**OBJECTIVE**.
Recast every entry below as a numbered list, one item per line, and omit any blank lines.

**EXERCISE MATERIAL**.

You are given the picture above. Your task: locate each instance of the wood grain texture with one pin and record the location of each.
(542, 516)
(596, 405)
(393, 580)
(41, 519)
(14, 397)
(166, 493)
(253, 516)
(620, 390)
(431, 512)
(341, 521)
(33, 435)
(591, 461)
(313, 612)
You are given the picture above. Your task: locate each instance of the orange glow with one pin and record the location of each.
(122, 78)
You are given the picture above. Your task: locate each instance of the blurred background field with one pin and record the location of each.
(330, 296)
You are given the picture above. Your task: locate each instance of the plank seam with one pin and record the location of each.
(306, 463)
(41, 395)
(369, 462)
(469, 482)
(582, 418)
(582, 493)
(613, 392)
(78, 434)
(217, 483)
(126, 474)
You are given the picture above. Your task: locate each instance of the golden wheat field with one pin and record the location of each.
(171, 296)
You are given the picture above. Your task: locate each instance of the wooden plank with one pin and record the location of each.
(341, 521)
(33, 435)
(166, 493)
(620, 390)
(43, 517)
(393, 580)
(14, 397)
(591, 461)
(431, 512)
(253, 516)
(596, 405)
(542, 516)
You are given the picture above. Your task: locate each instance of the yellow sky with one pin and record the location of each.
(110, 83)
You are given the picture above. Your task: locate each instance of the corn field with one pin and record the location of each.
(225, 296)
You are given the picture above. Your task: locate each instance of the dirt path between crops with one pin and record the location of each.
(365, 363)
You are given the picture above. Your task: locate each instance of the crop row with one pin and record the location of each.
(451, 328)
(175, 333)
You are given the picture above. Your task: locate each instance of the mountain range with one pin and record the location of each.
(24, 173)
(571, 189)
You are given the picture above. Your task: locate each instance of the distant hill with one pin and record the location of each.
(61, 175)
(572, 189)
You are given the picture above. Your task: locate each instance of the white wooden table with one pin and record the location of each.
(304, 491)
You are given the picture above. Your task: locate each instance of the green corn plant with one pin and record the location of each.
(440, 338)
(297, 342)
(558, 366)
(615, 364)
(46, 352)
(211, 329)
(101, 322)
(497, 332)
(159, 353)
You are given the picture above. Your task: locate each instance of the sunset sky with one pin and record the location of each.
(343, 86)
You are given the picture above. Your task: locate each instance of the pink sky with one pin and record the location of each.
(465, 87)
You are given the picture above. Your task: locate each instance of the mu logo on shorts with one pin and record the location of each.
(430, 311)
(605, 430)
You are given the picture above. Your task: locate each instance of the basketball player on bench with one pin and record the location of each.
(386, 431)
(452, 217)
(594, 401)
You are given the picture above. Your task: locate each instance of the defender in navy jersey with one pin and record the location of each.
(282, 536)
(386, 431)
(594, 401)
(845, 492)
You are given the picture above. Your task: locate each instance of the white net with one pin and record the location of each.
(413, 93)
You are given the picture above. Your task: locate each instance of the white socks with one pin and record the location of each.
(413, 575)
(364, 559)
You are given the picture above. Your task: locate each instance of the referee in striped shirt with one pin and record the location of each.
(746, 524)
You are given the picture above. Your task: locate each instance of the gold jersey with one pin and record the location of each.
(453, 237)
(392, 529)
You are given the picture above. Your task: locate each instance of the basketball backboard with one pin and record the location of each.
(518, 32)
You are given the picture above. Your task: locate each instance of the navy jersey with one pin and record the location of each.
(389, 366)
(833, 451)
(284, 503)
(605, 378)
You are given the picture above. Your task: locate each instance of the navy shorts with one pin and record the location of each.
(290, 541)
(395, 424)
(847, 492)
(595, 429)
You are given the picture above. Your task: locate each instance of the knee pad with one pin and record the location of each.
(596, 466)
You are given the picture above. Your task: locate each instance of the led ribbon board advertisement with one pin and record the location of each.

**COMPLETE RESPONSE**.
1. You are given the picture above. Your task: locate each instance of the wood grain texture with one pin and record the location of each.
2. (542, 516)
3. (596, 405)
4. (393, 580)
5. (41, 519)
6. (14, 397)
7. (166, 493)
8. (253, 516)
9. (620, 390)
10. (431, 512)
11. (341, 521)
12. (33, 435)
13. (591, 461)
14. (313, 612)
15. You are given the picture above. Your task: locate each instance of the orange glow with one pin and record the location of each.
16. (122, 78)
17. You are given the picture above. Your task: locate each instance of the blurred background field with one pin and record the location of each.
18. (330, 296)
19. You are given the picture above. Your task: locate each instance of the plank seam with one pin and record the location of each.
20. (306, 463)
21. (41, 395)
22. (369, 462)
23. (469, 482)
24. (582, 418)
25. (582, 493)
26. (613, 392)
27. (78, 434)
28. (217, 483)
29. (126, 474)
30. You are given the picture above. Your task: locate each instance of the golden wheat field with one pin and record the location of each.
31. (171, 296)
32. You are given the picture above. Your task: locate each instance of the wooden plank with one pin and record the location of each.
33. (341, 521)
34. (33, 435)
35. (166, 493)
36. (620, 390)
37. (43, 517)
38. (393, 580)
39. (14, 397)
40. (591, 461)
41. (431, 512)
42. (253, 516)
43. (596, 405)
44. (542, 516)
45. You are given the picture above. Your task: locate each instance of the yellow sky with one pin and record the location of each.
46. (110, 83)
47. You are given the picture above. Your task: locate each instance of the corn field with one pin and record the location of each.
48. (225, 296)
49. You are given the picture above. Your task: locate each instance of the dirt path between crops with one pin and record the location of each.
50. (365, 363)
51. You are given the picture above. Your task: locate each instance of the crop row with one pin and record the location of each.
52. (451, 328)
53. (175, 333)
54. You are given the picture above. Your task: locate each instance of the mountain range with one pin and record the location of each.
55. (24, 173)
56. (571, 189)
57. You are given the picture above. Your task: locate each instance of the distant hill with one pin and record the location of each.
58. (61, 175)
59. (572, 189)
60. You are given the picture above. Your task: locate each instance of the white wooden table with one pin and record the location of each.
61. (304, 491)
62. You are given the picture above. Your task: locate each instance of the green corn plant with one pin and record the location of each.
63. (440, 338)
64. (297, 342)
65. (558, 366)
66. (615, 364)
67. (46, 352)
68. (211, 329)
69. (101, 322)
70. (497, 332)
71. (159, 353)
72. You are given the picture above. Your task: locate each instance of the sunset sky with one pin and record the location of each.
73. (343, 86)
74. You are given the picture above. Your task: locate each instance of the pink sky with one pin and record the location of each.
75. (465, 87)
76. You are given the picture above. Your task: locate each instance of the mu logo on shorts with one pin and record the location of each.
77. (430, 311)
78. (605, 430)
79. You are given the picture above. Your task: locate each instance of the basketball player on bench with one pin and record the location of each.
80. (386, 431)
81. (452, 217)
82. (594, 401)
83. You are given the picture above. Your task: locate each instance of the defender in navy jersey with one pin and record the location of each.
84. (282, 536)
85. (386, 431)
86. (594, 401)
87. (845, 492)
88. You are given the picture above. Your task: locate each instance of the white net with one pin and record the location of each.
89. (413, 93)
90. You are given the picture above. Your task: locate each instance of the white socks with one pin and record the location of each.
91. (413, 575)
92. (364, 559)
93. You are given the picture above. Your task: locate each instance of the referee in striped shirt with one pin and record the location of each.
94. (746, 524)
95. You are given the picture above. Your task: locate each instance of the gold jersey with one pin and record the location of each.
96. (453, 237)
97. (392, 529)
98. You are given the picture above. Your task: locate each instance of the basketball backboard with one pin and record the location of each.
99. (518, 32)
100. You are given the picture above. Your task: locate each instance of the navy jersey with one pin and record the location of each.
101. (389, 366)
102. (833, 451)
103. (284, 503)
104. (605, 378)
105. You are given the picture above. Your task: locate each instance of the navy shorts with one pin and record the location of each.
106. (290, 541)
107. (395, 424)
108. (847, 492)
109. (595, 429)
110. You are given the picture above. Your task: locate each instance of the knee pad with one pin and record the location of each.
111. (596, 466)
112. You are given the picture above. Your task: locate each instance of the led ribbon board advertisement with one pin and record the location of each.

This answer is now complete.